- **Exercise prompt**: Copy out the stretch of lines from the line containing "green rain pants" through the line containing "342,248,386,285", both included, reproducing each one precisely as it appears.

** begin Provided information **

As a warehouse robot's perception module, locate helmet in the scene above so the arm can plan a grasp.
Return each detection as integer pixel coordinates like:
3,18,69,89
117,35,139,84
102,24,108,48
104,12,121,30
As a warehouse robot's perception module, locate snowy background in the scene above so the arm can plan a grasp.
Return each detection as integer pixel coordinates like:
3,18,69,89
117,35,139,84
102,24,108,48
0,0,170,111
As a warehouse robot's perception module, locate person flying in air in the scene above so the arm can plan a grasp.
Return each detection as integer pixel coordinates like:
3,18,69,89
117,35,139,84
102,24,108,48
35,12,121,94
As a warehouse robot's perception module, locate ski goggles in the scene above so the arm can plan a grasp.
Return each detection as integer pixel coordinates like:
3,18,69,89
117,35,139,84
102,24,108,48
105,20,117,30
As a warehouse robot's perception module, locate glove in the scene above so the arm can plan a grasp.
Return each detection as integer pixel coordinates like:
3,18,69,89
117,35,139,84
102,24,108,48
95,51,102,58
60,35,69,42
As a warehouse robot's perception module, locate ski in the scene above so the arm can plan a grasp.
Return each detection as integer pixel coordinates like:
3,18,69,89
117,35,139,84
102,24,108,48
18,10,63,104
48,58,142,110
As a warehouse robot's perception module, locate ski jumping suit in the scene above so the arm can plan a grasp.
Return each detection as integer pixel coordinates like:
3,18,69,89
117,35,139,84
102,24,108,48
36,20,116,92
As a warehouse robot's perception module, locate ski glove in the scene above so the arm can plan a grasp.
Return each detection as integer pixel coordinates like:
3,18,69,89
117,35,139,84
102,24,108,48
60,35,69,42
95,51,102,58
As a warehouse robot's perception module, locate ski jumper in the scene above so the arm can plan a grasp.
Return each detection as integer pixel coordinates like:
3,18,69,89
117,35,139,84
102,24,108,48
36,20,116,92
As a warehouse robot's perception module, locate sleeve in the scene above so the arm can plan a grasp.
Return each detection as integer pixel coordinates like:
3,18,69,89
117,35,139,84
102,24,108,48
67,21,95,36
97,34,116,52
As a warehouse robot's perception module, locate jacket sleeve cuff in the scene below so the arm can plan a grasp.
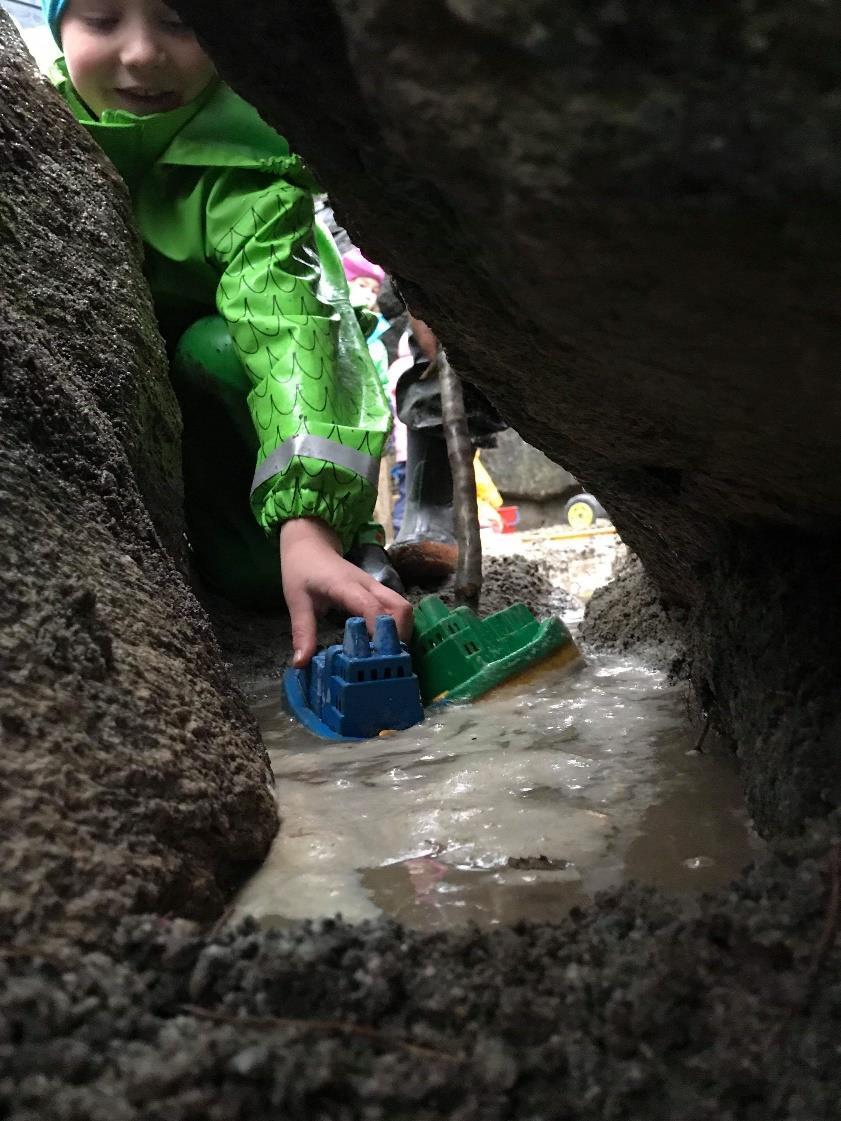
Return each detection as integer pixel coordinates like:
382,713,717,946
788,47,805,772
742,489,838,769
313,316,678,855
251,476,377,553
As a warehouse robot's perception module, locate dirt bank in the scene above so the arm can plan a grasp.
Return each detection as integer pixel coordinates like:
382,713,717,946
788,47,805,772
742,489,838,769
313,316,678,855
579,554,686,674
0,822,841,1121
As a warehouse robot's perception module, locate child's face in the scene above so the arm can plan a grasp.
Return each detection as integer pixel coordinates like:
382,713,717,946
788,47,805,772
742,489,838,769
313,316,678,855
61,0,215,117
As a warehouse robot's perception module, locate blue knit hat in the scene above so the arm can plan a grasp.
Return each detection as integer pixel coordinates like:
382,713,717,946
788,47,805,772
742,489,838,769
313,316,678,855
40,0,68,47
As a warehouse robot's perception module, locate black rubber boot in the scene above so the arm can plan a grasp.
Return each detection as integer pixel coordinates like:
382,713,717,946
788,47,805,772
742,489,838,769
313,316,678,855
389,428,459,587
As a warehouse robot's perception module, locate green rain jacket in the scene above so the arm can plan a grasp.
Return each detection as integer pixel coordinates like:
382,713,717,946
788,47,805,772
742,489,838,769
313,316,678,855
56,61,391,550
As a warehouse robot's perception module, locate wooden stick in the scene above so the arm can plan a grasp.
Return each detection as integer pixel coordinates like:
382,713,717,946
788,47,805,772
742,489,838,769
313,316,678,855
437,350,482,610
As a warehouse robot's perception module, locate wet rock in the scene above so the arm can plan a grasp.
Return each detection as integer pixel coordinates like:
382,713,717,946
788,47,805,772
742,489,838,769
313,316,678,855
579,554,685,676
482,428,576,502
0,12,277,946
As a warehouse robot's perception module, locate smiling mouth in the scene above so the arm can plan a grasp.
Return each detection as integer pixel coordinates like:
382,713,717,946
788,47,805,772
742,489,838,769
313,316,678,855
115,89,181,111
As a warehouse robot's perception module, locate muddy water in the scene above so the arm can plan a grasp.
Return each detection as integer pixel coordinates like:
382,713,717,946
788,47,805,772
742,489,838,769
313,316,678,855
235,657,757,929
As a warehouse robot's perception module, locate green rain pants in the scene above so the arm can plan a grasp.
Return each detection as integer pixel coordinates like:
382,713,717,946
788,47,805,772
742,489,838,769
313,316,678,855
172,315,284,608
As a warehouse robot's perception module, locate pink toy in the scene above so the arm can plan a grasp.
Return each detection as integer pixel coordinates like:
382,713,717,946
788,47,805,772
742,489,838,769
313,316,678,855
342,248,386,285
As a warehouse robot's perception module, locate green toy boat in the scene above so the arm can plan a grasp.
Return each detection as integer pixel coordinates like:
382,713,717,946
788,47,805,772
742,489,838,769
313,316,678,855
410,595,579,704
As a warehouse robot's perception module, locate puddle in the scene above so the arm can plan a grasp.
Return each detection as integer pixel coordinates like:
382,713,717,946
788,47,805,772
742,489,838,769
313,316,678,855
234,657,758,929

** end Provided information **

- **Final result**:
As a warehouse robot's perception module, locate green rain pants in the scene above so the arm can plan a grasp.
Return each detection as integer pixel coordinates like:
382,713,717,946
788,47,805,772
742,489,838,769
313,316,678,855
172,315,284,608
As a warehouse robot's perception module, locate pink toy in the scene above so the arm can plan a grasp.
Return each detection as integer pixel coordinates like:
382,713,717,946
788,47,805,772
742,489,838,769
313,316,678,855
342,248,386,285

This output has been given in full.